• **TASK TO COMPLETE**
Where does the word "white" show up in the data? Please find each such line and copy it.

• **RECORDS FOR THIS EXERCISE**
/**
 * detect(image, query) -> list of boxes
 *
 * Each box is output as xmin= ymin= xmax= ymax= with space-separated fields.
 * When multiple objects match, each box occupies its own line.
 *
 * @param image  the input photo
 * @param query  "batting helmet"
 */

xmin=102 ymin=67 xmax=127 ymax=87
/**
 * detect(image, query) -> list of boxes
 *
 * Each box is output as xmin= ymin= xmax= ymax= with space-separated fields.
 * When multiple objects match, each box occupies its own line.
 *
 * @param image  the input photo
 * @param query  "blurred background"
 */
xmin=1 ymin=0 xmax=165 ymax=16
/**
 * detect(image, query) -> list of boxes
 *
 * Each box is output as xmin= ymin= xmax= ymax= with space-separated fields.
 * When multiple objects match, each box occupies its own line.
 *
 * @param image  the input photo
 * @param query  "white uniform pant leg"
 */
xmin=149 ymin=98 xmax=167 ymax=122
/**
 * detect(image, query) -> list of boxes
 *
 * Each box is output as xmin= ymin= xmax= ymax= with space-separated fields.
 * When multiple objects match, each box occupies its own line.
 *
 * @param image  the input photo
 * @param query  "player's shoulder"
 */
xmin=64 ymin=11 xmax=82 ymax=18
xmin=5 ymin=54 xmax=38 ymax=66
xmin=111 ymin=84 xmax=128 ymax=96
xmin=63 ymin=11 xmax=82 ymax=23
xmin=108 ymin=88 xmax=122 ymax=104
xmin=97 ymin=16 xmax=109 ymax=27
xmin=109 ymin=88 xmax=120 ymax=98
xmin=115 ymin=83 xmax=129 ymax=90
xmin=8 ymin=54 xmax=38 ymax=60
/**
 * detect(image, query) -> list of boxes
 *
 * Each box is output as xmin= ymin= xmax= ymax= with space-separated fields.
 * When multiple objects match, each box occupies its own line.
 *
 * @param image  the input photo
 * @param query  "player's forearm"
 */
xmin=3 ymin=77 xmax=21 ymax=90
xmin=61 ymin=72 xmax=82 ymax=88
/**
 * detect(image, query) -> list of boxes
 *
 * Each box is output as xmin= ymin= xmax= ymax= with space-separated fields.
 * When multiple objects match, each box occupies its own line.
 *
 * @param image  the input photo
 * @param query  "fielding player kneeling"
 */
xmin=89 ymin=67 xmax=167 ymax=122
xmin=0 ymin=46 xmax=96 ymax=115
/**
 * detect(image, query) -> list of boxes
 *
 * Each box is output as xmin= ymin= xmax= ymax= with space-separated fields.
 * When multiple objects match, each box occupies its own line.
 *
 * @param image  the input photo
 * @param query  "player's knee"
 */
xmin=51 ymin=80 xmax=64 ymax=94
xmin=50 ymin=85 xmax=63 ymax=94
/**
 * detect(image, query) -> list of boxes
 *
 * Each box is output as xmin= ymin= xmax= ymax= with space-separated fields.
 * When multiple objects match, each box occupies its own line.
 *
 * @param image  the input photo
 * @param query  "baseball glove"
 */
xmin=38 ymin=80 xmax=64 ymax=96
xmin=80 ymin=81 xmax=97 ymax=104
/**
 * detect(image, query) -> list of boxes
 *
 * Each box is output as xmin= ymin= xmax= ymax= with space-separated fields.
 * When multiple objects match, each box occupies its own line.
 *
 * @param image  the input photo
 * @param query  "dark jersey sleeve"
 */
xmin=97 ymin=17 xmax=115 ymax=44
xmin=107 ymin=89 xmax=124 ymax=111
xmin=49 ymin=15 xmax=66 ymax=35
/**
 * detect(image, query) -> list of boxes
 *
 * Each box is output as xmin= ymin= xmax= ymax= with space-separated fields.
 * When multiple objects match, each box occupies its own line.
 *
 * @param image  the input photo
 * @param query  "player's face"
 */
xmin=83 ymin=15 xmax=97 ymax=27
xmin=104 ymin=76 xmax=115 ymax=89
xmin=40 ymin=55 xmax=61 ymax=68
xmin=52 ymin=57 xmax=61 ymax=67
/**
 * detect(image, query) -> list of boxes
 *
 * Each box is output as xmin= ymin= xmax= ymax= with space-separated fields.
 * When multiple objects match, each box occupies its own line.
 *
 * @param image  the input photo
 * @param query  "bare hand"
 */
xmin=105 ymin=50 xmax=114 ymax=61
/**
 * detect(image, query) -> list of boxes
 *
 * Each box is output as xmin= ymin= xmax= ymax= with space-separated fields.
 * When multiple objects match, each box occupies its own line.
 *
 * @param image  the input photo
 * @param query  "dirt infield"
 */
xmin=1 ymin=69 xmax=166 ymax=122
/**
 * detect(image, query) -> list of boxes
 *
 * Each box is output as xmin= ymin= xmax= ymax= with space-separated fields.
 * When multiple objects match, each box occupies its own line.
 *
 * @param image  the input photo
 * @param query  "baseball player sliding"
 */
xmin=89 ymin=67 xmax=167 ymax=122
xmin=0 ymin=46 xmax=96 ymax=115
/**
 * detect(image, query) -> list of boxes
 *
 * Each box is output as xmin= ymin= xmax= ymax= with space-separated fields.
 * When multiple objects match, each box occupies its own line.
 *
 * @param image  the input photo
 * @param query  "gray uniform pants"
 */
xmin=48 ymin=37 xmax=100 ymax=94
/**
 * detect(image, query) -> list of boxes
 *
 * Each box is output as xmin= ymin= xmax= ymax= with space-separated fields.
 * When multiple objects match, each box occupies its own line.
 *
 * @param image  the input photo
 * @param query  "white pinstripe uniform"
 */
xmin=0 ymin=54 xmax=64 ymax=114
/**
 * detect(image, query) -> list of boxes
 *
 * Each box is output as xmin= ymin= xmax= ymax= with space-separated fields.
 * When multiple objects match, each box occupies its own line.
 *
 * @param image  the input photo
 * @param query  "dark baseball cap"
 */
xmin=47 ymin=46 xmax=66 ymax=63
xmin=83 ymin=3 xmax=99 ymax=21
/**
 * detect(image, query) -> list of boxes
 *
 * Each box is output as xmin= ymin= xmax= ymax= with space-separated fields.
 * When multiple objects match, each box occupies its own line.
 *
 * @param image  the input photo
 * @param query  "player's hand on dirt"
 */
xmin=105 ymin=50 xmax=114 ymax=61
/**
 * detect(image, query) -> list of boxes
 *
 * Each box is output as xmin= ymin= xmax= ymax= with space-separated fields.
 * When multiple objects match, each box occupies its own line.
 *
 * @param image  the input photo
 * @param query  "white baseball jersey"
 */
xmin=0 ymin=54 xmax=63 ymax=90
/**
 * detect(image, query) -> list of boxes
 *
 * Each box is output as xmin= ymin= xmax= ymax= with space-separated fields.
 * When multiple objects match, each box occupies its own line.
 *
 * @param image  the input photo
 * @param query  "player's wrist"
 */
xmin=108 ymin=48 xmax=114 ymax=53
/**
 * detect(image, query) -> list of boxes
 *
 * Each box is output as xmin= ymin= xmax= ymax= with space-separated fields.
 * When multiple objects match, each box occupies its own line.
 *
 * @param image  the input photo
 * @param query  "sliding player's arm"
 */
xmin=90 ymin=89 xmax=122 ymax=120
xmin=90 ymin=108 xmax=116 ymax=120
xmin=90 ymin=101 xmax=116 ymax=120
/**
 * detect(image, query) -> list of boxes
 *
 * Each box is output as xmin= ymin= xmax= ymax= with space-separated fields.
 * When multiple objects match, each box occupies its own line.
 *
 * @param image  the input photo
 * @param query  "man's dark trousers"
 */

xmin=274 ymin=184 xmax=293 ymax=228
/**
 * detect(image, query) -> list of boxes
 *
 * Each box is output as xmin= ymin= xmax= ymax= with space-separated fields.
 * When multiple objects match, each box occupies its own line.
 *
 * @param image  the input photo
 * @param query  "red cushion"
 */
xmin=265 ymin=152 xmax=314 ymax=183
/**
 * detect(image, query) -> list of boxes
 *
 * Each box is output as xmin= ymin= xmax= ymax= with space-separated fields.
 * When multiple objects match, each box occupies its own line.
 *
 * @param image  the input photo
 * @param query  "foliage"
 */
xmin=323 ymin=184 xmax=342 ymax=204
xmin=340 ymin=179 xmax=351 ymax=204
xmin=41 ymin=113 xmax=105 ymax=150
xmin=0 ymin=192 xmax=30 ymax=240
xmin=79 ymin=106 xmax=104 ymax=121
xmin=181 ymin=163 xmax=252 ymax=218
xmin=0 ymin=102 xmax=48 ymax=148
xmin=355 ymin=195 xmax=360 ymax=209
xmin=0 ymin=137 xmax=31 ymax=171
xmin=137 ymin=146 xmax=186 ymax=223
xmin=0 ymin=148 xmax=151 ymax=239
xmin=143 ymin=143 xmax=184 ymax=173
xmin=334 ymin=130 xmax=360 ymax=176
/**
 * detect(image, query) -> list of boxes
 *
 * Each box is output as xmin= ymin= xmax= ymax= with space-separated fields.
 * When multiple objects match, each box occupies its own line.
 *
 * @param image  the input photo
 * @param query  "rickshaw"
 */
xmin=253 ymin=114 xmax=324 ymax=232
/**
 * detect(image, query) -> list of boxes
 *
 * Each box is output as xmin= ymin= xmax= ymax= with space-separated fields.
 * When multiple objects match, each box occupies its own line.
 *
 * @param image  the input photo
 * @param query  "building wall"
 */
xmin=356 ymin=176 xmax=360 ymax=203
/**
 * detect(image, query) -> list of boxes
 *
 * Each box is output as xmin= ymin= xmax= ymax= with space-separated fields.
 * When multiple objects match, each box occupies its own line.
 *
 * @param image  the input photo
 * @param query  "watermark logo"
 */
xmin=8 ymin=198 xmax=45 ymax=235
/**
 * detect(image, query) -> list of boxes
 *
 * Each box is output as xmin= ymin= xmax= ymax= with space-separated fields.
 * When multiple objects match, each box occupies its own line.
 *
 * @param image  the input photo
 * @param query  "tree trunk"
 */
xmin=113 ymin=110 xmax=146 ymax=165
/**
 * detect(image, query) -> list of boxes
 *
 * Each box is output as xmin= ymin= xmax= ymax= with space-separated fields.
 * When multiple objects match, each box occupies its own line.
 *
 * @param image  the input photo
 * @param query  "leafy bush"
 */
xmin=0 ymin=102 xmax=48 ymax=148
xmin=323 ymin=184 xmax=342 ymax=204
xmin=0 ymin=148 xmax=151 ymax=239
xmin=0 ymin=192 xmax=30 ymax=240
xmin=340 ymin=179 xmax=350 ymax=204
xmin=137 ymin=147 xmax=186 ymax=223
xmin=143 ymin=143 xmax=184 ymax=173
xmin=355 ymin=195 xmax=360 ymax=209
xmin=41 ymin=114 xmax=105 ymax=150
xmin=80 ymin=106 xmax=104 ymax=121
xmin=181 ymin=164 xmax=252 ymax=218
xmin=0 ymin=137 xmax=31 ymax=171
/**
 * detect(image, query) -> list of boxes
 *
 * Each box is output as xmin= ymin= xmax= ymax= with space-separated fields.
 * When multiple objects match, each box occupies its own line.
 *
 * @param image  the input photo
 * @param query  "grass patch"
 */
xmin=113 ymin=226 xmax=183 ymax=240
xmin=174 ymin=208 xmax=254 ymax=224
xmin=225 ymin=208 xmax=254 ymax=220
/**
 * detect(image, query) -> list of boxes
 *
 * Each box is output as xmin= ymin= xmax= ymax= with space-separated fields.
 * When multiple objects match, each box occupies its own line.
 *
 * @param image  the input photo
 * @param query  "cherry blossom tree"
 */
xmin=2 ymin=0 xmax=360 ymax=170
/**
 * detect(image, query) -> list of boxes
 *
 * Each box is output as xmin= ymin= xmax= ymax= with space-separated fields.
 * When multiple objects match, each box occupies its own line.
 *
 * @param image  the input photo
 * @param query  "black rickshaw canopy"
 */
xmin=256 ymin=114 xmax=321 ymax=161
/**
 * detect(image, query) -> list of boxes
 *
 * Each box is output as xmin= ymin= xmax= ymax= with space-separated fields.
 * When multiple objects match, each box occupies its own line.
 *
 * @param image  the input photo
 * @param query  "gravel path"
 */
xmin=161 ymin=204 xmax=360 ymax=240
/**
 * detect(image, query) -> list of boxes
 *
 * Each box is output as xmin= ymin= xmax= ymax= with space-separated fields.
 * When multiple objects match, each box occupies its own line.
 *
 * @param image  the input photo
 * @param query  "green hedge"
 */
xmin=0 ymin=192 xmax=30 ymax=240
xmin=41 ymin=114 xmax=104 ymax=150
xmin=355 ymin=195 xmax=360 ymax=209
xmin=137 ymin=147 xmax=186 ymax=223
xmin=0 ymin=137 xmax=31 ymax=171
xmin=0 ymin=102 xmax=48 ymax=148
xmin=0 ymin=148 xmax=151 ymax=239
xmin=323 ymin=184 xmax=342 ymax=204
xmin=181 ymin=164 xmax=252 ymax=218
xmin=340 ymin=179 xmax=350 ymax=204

• **EXERCISE ANSWER**
 * @param query  "white uniform pant leg"
 * @param query  "white pinstripe uniform"
 * @param query  "white baseball jersey"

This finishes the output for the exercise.